→ DO THIS
Copy the material from its first line through the line containing "point(789, 400)", inclusive, and replace "marker" with "dot" while leaving everything else unchanged.

→ DATA FOR THIS EXERCISE
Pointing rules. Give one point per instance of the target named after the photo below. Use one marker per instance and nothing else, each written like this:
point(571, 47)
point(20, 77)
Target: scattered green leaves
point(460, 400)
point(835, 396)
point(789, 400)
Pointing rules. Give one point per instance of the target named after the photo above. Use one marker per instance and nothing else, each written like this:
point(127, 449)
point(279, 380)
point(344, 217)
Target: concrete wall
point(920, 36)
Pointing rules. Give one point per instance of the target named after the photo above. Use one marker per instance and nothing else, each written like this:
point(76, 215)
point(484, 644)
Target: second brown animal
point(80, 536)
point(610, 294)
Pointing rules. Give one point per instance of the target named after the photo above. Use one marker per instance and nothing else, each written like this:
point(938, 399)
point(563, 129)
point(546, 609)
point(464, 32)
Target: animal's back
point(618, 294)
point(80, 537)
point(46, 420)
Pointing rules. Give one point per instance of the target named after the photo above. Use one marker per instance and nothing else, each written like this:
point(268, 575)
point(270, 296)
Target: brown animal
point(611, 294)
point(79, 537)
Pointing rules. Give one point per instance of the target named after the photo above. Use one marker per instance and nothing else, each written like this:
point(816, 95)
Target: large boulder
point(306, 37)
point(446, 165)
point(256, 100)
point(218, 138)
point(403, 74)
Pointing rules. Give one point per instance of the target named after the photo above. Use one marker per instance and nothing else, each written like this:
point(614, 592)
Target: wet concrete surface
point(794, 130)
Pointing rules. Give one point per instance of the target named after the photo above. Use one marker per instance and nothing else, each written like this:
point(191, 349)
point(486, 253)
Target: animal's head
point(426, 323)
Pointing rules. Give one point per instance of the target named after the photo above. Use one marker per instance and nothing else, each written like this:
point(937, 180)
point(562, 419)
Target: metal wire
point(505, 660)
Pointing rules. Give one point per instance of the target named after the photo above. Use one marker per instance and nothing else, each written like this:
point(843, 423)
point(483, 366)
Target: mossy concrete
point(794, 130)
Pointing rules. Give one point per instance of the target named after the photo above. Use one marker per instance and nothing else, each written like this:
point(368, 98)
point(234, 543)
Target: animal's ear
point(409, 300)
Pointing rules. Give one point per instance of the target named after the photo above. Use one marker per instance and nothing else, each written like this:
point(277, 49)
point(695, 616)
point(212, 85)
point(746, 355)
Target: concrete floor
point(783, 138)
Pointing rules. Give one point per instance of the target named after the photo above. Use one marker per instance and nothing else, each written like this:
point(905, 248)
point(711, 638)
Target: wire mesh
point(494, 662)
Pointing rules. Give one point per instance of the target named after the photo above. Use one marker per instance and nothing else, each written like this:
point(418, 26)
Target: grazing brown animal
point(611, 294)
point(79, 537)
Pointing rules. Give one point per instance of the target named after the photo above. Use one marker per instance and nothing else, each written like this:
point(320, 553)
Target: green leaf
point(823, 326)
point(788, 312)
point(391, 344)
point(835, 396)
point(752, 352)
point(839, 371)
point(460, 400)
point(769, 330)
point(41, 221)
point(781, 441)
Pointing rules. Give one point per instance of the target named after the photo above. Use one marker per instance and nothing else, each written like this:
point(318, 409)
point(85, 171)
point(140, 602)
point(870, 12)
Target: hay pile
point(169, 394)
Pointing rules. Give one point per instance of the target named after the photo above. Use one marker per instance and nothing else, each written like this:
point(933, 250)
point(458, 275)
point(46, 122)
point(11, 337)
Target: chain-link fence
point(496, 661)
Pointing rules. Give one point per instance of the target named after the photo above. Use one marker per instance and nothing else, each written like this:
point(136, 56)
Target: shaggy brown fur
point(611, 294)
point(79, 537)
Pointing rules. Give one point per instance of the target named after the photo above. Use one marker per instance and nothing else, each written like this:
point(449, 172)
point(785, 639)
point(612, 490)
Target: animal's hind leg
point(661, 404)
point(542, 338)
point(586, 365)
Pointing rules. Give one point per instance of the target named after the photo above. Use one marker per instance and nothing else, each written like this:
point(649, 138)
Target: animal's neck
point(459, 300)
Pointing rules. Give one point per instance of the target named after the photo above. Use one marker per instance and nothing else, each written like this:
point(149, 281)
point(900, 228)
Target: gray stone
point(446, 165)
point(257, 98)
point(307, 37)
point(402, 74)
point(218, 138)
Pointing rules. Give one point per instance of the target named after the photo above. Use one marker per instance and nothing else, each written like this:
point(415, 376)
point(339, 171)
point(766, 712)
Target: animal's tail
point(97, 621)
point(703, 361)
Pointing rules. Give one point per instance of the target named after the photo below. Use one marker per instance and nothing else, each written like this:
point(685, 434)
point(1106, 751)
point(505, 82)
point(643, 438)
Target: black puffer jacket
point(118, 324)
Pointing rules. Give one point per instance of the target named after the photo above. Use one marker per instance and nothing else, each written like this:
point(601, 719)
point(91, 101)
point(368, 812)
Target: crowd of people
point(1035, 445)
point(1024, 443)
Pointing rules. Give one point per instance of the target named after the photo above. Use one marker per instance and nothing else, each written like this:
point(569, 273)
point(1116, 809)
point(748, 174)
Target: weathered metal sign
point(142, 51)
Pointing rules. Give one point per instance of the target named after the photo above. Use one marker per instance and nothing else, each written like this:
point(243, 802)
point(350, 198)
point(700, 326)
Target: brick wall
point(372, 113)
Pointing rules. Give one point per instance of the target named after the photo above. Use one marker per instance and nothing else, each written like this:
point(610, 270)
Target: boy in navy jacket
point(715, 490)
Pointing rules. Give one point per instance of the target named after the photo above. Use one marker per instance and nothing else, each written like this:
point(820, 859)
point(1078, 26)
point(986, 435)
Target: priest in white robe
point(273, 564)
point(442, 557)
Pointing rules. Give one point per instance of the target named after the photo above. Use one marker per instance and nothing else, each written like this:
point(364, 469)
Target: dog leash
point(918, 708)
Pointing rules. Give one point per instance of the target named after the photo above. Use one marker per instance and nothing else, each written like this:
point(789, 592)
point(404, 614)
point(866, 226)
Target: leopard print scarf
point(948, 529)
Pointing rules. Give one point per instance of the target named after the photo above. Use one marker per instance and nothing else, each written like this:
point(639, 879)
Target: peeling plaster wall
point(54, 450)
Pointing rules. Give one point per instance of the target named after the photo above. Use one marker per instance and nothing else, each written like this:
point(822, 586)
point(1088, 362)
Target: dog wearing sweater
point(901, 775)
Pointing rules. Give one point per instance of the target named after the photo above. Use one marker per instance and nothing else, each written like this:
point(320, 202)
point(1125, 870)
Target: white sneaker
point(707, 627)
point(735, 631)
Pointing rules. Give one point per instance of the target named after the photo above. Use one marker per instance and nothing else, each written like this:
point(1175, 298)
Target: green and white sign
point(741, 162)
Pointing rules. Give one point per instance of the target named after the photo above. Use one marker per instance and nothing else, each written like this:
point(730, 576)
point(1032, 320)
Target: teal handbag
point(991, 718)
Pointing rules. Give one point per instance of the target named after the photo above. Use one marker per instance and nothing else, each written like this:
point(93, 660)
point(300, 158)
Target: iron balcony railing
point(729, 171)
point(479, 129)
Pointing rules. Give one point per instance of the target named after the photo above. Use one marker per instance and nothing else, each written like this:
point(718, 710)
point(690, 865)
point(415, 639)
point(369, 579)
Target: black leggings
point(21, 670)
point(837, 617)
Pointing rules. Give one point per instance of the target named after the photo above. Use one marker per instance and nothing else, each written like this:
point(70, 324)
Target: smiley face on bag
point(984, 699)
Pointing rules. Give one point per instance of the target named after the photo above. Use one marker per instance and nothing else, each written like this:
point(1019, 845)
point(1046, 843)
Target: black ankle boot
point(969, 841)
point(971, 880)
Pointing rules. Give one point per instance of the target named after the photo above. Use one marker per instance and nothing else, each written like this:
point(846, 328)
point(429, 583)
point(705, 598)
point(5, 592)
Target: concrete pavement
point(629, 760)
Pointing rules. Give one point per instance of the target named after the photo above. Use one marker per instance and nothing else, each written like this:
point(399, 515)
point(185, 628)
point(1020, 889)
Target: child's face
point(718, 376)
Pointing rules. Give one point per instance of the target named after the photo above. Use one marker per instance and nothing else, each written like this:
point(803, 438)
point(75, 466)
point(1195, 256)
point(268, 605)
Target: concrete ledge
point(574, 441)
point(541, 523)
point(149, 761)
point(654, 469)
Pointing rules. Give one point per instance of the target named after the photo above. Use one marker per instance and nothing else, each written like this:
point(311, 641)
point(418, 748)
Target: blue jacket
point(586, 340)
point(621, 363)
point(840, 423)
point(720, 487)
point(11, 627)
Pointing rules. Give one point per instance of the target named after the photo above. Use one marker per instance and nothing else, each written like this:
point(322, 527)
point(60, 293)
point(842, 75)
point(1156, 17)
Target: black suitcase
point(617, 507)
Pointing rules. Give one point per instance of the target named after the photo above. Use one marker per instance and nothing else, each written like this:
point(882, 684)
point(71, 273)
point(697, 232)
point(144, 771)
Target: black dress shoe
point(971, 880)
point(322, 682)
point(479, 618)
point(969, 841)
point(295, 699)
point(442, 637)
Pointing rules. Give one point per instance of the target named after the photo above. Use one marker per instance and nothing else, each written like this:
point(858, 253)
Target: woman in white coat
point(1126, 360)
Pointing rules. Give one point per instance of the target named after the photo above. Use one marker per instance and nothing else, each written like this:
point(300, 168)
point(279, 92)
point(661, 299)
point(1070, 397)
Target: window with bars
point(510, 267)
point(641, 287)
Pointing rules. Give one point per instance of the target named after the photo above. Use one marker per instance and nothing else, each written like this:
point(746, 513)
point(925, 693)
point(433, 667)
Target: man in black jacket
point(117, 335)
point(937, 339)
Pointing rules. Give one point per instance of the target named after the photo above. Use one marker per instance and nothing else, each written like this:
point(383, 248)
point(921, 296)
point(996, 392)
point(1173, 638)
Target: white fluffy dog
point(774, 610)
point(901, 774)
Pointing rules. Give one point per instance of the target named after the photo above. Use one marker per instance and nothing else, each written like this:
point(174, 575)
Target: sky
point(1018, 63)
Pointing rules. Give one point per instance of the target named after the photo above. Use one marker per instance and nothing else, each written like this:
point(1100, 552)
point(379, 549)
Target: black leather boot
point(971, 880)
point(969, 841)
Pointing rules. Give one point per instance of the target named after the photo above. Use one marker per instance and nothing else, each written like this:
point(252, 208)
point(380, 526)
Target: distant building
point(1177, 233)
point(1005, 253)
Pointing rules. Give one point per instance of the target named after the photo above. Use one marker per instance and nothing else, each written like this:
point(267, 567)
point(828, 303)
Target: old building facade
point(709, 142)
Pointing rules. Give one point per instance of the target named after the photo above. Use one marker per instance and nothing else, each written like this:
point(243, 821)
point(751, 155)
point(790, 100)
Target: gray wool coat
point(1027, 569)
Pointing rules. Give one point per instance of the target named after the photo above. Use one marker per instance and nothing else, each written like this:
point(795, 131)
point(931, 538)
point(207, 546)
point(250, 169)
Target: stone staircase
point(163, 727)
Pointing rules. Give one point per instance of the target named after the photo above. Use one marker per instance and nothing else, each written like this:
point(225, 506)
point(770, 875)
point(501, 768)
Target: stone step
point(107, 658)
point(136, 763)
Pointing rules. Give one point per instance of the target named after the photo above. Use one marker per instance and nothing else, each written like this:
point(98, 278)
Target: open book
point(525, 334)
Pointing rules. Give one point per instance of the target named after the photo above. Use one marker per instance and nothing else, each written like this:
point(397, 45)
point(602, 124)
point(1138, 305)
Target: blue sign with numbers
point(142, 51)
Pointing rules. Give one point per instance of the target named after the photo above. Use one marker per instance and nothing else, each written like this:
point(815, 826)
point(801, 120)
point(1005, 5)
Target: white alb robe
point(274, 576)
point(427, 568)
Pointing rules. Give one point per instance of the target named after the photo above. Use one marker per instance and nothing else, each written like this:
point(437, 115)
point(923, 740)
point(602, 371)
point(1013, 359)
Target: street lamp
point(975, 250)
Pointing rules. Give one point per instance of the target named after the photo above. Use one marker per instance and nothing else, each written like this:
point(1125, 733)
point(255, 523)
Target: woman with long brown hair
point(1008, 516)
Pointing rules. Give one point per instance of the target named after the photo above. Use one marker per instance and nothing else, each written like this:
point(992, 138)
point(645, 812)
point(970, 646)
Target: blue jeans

→ SOLUTION
Pointing rules. Give one point per instance of the target named after the photo below. Use one dot per instance and nothing else, each written like this:
point(571, 47)
point(20, 77)
Target: scattered green leaves
point(460, 400)
point(835, 396)
point(789, 400)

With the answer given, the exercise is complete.